Activity: Write each line exactly, from the line that holds "need box >> hand with curled fingers" through the final line of the material, and no other line.

Record extracts:
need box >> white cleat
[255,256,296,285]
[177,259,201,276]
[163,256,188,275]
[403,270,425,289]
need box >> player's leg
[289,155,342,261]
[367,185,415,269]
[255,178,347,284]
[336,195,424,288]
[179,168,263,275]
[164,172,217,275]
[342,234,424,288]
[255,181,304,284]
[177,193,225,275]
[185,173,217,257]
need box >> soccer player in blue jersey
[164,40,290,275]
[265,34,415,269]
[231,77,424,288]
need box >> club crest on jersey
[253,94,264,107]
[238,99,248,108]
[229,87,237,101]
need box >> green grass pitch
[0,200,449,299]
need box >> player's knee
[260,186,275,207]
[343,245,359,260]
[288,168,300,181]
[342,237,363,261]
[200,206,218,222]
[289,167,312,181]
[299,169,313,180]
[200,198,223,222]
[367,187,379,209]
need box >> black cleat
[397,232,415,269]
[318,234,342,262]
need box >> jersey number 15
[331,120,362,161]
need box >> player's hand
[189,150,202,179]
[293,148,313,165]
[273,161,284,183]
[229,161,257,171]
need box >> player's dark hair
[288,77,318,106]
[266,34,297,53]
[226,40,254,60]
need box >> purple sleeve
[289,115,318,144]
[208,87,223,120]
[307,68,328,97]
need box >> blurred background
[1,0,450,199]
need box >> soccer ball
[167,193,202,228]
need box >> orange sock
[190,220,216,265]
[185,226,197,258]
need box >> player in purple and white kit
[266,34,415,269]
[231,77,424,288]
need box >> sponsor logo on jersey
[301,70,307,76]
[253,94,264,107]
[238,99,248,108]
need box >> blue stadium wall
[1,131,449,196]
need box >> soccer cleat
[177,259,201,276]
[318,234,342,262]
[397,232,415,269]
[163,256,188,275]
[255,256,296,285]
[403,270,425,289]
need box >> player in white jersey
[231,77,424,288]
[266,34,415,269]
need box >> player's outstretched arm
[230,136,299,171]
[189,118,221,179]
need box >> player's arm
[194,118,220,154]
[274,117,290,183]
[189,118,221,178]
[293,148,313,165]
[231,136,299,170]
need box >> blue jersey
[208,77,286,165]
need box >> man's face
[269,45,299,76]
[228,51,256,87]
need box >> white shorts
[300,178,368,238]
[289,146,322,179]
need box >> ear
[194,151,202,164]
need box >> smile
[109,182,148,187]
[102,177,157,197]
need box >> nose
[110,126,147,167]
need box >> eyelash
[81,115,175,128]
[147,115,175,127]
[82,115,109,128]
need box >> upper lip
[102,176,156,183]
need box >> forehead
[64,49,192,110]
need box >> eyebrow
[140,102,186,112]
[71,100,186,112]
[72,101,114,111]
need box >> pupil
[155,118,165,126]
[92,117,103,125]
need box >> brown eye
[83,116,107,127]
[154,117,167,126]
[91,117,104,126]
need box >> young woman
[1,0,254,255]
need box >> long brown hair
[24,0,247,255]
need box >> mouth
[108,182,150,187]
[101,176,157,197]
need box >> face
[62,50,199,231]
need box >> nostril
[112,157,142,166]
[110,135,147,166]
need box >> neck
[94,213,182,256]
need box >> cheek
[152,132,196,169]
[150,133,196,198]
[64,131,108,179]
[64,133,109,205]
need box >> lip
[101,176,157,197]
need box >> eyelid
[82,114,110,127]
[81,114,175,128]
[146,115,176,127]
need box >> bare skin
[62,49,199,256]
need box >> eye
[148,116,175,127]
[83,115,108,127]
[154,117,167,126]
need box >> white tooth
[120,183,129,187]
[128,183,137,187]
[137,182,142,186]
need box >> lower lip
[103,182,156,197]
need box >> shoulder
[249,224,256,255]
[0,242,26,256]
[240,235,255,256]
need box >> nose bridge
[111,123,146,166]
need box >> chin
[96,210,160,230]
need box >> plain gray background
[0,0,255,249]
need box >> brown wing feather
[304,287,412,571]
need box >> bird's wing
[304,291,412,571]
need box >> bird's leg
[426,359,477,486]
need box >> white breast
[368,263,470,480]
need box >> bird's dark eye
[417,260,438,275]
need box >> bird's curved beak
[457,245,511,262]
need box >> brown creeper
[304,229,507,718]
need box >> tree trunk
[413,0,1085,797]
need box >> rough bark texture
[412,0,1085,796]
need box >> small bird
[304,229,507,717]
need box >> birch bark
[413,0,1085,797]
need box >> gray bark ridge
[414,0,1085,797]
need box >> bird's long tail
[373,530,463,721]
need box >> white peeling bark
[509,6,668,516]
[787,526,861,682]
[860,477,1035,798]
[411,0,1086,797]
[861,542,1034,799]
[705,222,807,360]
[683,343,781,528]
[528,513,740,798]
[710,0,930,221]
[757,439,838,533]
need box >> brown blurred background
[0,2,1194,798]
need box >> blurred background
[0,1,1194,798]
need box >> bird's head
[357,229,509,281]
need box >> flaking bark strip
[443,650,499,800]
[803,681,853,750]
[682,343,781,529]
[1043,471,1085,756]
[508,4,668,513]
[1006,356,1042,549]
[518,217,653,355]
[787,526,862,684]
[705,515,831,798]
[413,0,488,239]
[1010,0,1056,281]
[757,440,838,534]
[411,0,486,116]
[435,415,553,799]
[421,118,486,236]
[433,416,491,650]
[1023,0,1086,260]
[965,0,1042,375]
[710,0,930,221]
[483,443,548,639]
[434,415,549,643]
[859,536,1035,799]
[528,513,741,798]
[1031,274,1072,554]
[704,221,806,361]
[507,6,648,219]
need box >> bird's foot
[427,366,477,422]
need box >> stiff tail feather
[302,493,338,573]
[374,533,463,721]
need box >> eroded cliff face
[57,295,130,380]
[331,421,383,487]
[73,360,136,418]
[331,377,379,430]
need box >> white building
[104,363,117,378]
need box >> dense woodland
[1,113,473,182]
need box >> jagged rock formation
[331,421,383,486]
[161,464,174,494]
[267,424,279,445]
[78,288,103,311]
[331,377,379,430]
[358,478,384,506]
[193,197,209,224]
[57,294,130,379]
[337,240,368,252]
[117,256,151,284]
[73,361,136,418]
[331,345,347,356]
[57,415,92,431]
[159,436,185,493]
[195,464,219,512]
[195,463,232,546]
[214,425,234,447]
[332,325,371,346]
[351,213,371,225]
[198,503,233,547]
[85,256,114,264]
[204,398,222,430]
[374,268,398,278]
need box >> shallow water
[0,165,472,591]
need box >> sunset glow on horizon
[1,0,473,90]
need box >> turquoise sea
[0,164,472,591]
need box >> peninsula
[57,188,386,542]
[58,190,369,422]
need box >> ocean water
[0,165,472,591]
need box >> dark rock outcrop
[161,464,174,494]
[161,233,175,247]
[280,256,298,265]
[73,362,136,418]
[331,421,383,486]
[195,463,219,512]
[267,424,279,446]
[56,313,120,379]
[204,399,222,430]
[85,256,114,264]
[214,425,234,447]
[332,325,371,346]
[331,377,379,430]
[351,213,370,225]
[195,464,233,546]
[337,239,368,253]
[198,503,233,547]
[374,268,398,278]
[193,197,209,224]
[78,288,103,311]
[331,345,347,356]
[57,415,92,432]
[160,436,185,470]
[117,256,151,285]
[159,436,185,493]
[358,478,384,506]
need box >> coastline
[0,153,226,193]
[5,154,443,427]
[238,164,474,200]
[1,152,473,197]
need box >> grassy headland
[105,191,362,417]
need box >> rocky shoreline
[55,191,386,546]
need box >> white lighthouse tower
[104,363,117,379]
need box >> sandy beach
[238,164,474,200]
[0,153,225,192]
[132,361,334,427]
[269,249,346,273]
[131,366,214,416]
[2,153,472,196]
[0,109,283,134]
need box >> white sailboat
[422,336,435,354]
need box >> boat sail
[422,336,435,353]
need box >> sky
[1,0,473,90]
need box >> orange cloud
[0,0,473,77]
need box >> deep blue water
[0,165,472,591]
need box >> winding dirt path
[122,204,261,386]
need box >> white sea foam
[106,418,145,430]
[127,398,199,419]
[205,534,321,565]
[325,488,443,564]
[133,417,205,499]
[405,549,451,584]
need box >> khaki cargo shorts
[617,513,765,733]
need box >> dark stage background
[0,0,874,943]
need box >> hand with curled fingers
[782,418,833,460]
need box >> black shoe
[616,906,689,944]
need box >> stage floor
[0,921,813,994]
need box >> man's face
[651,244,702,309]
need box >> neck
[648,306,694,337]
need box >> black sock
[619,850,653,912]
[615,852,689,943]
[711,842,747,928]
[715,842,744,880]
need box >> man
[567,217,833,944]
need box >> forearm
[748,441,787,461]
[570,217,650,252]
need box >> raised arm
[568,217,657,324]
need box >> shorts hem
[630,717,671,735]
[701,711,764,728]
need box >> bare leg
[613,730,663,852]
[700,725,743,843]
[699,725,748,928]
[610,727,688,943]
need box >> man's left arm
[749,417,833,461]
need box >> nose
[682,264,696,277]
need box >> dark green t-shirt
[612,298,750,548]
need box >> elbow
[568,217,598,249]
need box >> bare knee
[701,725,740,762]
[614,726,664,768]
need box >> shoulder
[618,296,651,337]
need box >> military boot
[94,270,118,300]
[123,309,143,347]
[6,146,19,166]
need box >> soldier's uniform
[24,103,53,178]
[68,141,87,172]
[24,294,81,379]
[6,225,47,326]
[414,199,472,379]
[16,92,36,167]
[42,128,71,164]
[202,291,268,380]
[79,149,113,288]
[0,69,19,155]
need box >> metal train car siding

Final answer:
need box >> hand with curled fingers
[782,418,833,460]
need box >> black shoe
[616,906,689,944]
need box >> stage floor
[0,921,813,994]
need box >> man's face
[651,244,702,309]
need box >> neck
[648,306,694,337]
need box >> black sock
[619,850,653,912]
[615,852,689,943]
[711,842,747,928]
[715,842,744,880]
need box >> man
[567,217,833,944]
need box >> forearm
[748,441,787,461]
[570,217,650,252]
need box >> raised arm
[568,217,657,324]
need box >> shorts hem
[630,717,671,735]
[701,711,764,728]
need box >> bare leg
[613,730,663,852]
[700,725,743,843]
[699,725,748,928]
[610,727,688,943]
need box >> man's left arm
[749,417,833,461]
need box >> nose
[682,264,696,277]
need box >> dark green t-shirt
[612,298,750,548]
need box >> elbow
[568,217,598,249]
need box >> bare knee
[701,725,740,762]
[614,726,664,768]
need box >> shoulder
[618,296,651,337]
need box >> military boot
[94,270,118,300]
[123,309,143,347]
[6,146,19,166]
need box >> soldier's uniform
[24,103,53,178]
[68,141,87,172]
[24,294,81,379]
[6,225,47,326]
[414,199,472,379]
[16,92,36,167]
[42,128,71,164]
[202,291,268,380]
[79,149,113,288]
[0,69,19,155]
need box >> metal train car siding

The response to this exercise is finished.